- _Source excerpt_:

============

There are many, many instrument classifications in IB, from asset type, duration bands, maturity bands, country, country group, region, currency, currency group, broker type, coupon type, interest rate type, settlement type, collateral type, contract type, rating type, clearning house type, issue type, market type, derivative type, interest calculation type, direction, swap type, etc. All these can be created as their own table or created as 1 common key-attribute-value table. I prefer the latter due to its simplicity and consistency in modelling, as well as ease of use. The primary benefit for doing so is that we don’t need to change the data structure, i.e. using 1 common table we don’t need to keep creating a new table when we have a new classification, which in IB it happens almost every month. Within RL of course all of them goes to 1 dimension: instrument.

 

Fact Tables

There 8 major fact tables in IB:

  1. Position
  2. Transaction
  3. Risk
  4. Performance
  5. Collateral
  6. Deal Pipeline
  7. Client Account
  8. Prop Desk

I’ll explain the above 8 one by one, bear in mind that each of them might be implemented as two or more physical tables.

  1. The Position fact table stores the daily value of each position (instruments and cash) in each portfolio. It also stores the analytic values of each instrument, such as spread and yield. And time-based properties such as duration and maturity along with its banding.
  2. Transaction fact table stores the buying and selling activities in each portfolio, and non-trade transactions too, e.g. interest payments, defaults, haircuts, instrument maturity, and corporate actions.
  3. The Risk fact table stores the VARs, Tracking Errors, stress test impacts. To be flexible, in some IBs it is designed as a “vertical fact table” where the “risk type” column determines the measures. But for read-efficiency and for clarity reasons I prefer to create the measures as individual columns, with the time horizon (1 month, 1 year, etc.) as a separate columns, and “cuts” (by region, currency, asset class, etc.) as separate columns.

============

- _Data records_:
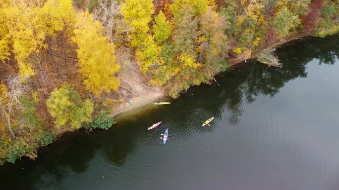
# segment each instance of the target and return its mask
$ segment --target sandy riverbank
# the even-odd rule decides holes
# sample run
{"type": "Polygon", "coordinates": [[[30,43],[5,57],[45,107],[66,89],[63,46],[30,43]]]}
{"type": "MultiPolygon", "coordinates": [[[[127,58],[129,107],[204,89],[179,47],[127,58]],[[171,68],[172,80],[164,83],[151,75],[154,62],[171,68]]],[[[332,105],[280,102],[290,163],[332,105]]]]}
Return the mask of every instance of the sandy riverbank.
{"type": "MultiPolygon", "coordinates": [[[[287,41],[300,38],[306,36],[305,34],[303,33],[294,34],[285,38],[280,39],[272,46],[277,47],[287,41]]],[[[237,63],[242,62],[246,60],[252,59],[253,56],[253,55],[252,55],[251,52],[243,53],[236,58],[229,59],[228,60],[228,67],[236,65],[237,63]]],[[[141,87],[141,88],[142,88],[142,87],[141,87]]],[[[134,96],[131,97],[129,99],[131,101],[130,103],[129,103],[127,100],[126,100],[126,102],[119,104],[112,111],[111,115],[114,116],[118,114],[135,109],[154,102],[159,99],[159,98],[163,97],[165,95],[165,91],[161,87],[154,87],[152,89],[152,90],[154,89],[153,91],[150,91],[149,88],[144,88],[140,92],[140,94],[138,96],[134,95],[134,96]]]]}
{"type": "Polygon", "coordinates": [[[164,95],[165,92],[160,88],[154,92],[144,92],[144,93],[139,96],[135,96],[129,100],[131,102],[130,103],[126,102],[119,105],[113,110],[111,115],[115,116],[118,114],[134,110],[146,104],[150,104],[157,101],[160,98],[163,97],[164,95]]]}

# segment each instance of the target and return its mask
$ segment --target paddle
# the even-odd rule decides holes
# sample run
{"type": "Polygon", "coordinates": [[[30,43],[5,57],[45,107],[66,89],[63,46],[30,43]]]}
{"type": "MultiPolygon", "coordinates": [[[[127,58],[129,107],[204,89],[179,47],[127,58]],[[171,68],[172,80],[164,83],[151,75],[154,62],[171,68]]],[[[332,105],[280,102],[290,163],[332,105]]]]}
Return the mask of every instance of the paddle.
{"type": "Polygon", "coordinates": [[[201,122],[202,122],[203,123],[204,123],[204,124],[205,124],[205,125],[208,125],[208,126],[211,126],[211,125],[210,125],[209,124],[206,123],[205,123],[205,122],[204,122],[204,121],[201,121],[201,122]]]}

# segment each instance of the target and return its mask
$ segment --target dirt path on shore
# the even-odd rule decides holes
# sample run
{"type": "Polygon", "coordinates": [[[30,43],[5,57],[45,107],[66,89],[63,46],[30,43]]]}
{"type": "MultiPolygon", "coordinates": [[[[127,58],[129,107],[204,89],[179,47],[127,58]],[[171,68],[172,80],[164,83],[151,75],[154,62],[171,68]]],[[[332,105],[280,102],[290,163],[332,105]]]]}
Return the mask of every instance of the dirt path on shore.
{"type": "MultiPolygon", "coordinates": [[[[277,40],[277,41],[275,43],[272,47],[277,47],[282,44],[283,44],[287,41],[301,38],[307,36],[306,34],[303,33],[294,34],[290,35],[283,38],[281,38],[277,40]]],[[[253,55],[252,55],[252,52],[246,52],[242,54],[239,55],[238,57],[230,59],[228,62],[228,67],[236,65],[238,63],[242,62],[246,60],[250,59],[253,58],[253,55]]],[[[137,64],[135,64],[135,67],[136,67],[137,64]]],[[[136,68],[137,68],[136,67],[136,68]]],[[[137,69],[135,69],[137,70],[137,69]]],[[[129,75],[130,71],[125,75],[129,75]]],[[[135,72],[134,74],[135,76],[133,82],[133,90],[135,90],[138,92],[138,95],[128,93],[130,96],[129,100],[123,99],[124,102],[118,105],[112,112],[111,115],[113,116],[115,116],[118,114],[128,112],[130,110],[134,110],[136,108],[139,108],[145,105],[151,103],[152,102],[156,101],[159,98],[161,98],[165,96],[165,91],[163,88],[161,86],[151,87],[150,84],[147,84],[145,81],[143,82],[141,82],[142,80],[145,80],[143,76],[138,71],[135,72]],[[143,78],[143,80],[140,78],[143,78]],[[145,84],[147,84],[147,85],[145,84]],[[144,85],[144,86],[143,86],[144,85]],[[130,101],[130,103],[128,103],[128,100],[130,101]]],[[[126,97],[126,96],[125,96],[126,97]]]]}

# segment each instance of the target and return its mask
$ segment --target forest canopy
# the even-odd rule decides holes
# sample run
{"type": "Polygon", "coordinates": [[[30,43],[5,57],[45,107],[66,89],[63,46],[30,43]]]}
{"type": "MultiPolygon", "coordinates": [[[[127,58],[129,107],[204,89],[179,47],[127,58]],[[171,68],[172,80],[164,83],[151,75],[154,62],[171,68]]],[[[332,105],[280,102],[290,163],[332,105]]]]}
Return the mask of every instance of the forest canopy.
{"type": "Polygon", "coordinates": [[[231,59],[339,24],[338,0],[0,0],[0,162],[112,123],[136,81],[176,98],[231,59]]]}

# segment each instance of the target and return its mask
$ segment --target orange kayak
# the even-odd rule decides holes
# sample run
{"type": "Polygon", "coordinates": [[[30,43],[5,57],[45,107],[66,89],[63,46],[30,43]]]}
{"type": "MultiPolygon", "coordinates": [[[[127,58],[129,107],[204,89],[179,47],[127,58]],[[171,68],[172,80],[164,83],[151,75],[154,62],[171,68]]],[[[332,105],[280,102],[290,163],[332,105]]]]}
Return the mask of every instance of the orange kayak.
{"type": "Polygon", "coordinates": [[[151,126],[148,127],[148,128],[147,128],[147,130],[148,131],[149,130],[153,129],[154,129],[154,128],[155,128],[158,127],[158,126],[159,125],[160,125],[160,123],[161,123],[162,122],[162,121],[160,121],[160,122],[157,122],[157,123],[156,123],[156,124],[154,124],[152,126],[151,126]]]}

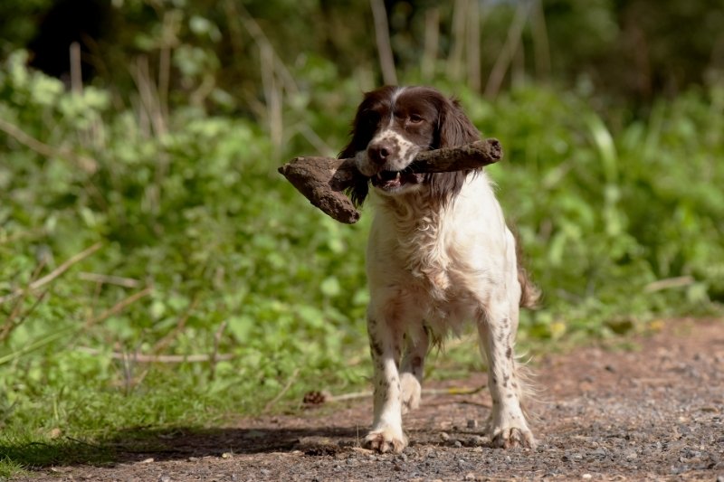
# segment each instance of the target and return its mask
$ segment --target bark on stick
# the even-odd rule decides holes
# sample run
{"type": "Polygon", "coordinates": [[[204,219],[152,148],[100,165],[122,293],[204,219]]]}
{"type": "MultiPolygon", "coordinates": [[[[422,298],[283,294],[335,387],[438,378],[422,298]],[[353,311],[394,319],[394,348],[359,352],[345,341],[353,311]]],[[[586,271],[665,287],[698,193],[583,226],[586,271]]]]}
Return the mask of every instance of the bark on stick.
{"type": "MultiPolygon", "coordinates": [[[[486,139],[460,147],[445,147],[418,154],[408,169],[414,173],[443,173],[477,169],[498,162],[502,148],[497,139],[486,139]]],[[[279,168],[287,180],[310,202],[340,222],[359,220],[359,212],[345,190],[365,176],[357,169],[355,159],[334,157],[295,157],[279,168]]]]}

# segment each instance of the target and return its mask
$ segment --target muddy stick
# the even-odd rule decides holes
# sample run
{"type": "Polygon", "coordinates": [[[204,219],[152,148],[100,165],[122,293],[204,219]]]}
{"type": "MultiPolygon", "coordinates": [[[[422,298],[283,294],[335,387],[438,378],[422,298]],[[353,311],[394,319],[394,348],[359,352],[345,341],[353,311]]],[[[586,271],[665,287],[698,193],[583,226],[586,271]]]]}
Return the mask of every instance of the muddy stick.
{"type": "MultiPolygon", "coordinates": [[[[414,173],[443,173],[477,169],[502,158],[498,139],[485,139],[459,147],[445,147],[419,153],[408,170],[414,173]]],[[[351,224],[359,221],[359,212],[345,190],[367,179],[355,159],[300,156],[281,165],[279,172],[310,202],[333,219],[351,224]]]]}

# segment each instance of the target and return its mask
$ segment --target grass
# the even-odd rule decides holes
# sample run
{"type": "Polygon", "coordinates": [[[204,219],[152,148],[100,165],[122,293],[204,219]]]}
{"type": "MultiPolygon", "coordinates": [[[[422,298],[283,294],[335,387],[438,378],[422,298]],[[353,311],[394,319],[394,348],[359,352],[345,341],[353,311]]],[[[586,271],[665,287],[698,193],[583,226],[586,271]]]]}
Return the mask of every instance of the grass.
{"type": "MultiPolygon", "coordinates": [[[[646,119],[548,89],[495,103],[461,92],[505,148],[489,172],[545,293],[521,344],[720,313],[720,91],[662,100],[646,119]]],[[[119,437],[367,383],[369,213],[336,223],[276,173],[318,152],[310,131],[344,144],[356,87],[304,95],[307,129],[286,129],[279,152],[252,120],[189,108],[156,131],[148,112],[66,93],[21,54],[0,71],[0,474],[105,463],[119,437]]],[[[470,345],[449,352],[432,376],[481,367],[470,345]]]]}

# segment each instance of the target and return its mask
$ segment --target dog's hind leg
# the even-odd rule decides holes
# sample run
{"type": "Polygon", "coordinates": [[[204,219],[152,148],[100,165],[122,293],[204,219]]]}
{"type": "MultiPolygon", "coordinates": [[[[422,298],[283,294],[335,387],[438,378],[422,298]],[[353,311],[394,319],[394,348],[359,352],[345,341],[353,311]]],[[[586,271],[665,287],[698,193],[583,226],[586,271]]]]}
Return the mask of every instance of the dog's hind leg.
{"type": "Polygon", "coordinates": [[[492,398],[489,426],[493,447],[535,447],[521,408],[524,380],[518,373],[513,351],[518,304],[491,297],[478,319],[480,343],[488,359],[488,385],[492,398]]]}

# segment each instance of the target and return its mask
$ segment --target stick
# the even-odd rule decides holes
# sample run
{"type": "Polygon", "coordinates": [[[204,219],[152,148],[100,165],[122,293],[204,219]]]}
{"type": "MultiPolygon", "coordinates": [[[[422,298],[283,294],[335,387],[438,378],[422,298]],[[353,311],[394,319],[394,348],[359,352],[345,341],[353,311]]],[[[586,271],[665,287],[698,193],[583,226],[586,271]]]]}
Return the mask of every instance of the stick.
{"type": "MultiPolygon", "coordinates": [[[[477,169],[498,162],[502,148],[497,139],[473,142],[460,147],[424,151],[405,169],[413,173],[442,173],[477,169]]],[[[340,222],[359,221],[359,213],[345,195],[347,189],[366,182],[355,159],[295,157],[279,172],[310,202],[340,222]]]]}

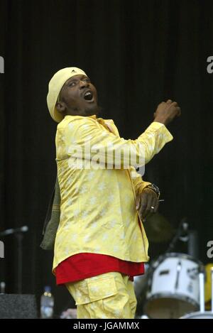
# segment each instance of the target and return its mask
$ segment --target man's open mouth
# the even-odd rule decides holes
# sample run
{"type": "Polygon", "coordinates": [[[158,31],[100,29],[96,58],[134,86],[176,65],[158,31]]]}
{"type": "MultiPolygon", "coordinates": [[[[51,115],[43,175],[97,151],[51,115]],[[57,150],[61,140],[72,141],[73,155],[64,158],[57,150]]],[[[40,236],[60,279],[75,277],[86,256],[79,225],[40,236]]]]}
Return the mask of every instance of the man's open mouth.
{"type": "Polygon", "coordinates": [[[93,100],[93,94],[92,94],[92,90],[87,90],[87,92],[84,93],[83,96],[84,96],[84,99],[86,101],[93,100]]]}

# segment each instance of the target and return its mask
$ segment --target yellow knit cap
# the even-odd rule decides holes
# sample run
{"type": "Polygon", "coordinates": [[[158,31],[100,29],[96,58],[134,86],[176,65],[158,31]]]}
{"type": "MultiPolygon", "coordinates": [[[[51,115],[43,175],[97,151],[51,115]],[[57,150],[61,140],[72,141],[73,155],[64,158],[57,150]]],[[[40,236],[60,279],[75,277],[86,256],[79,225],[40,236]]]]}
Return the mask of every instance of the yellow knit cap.
{"type": "Polygon", "coordinates": [[[62,115],[58,112],[55,107],[60,89],[70,77],[79,75],[87,76],[82,70],[77,67],[63,68],[54,74],[49,82],[49,91],[47,96],[48,107],[51,117],[58,123],[60,123],[63,119],[62,115]]]}

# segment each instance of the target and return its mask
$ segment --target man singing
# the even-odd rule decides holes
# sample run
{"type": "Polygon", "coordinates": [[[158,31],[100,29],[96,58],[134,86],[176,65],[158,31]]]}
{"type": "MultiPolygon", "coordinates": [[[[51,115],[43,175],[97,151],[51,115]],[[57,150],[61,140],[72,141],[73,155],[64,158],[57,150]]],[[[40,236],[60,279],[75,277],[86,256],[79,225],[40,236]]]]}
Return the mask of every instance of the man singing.
{"type": "Polygon", "coordinates": [[[160,103],[145,132],[124,140],[113,120],[97,117],[96,88],[77,67],[54,75],[47,101],[59,123],[60,219],[53,268],[57,284],[71,293],[77,318],[134,318],[133,276],[143,274],[149,259],[141,220],[157,211],[160,195],[136,173],[136,160],[144,165],[173,139],[165,125],[180,109],[170,99],[160,103]]]}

============

- _Problems and tasks_:
1. According to the investment banking data warehouse excerpt, how often does a new instrument classification come up in IB?
2. Reproduce the stretch of the investment banking data warehouse excerpt from "I’ll explain the" through "and corporate actions.".

- _Answers to each task_:
1. Almost every month.

2.
I’ll explain the above 8 one by one, bear in mind that each of them might be implemented as two or more physical tables.

  1. The Position fact table stores the daily value of each position (instruments and cash) in each portfolio. It also stores the analytic values of each instrument, such as spread and yield. And time-based properties such as duration and maturity along with its banding.
  2. Transaction fact table stores the buying and selling activities in each portfolio, and non-trade transactions too, e.g. interest payments, defaults, haircuts, instrument maturity, and corporate actions.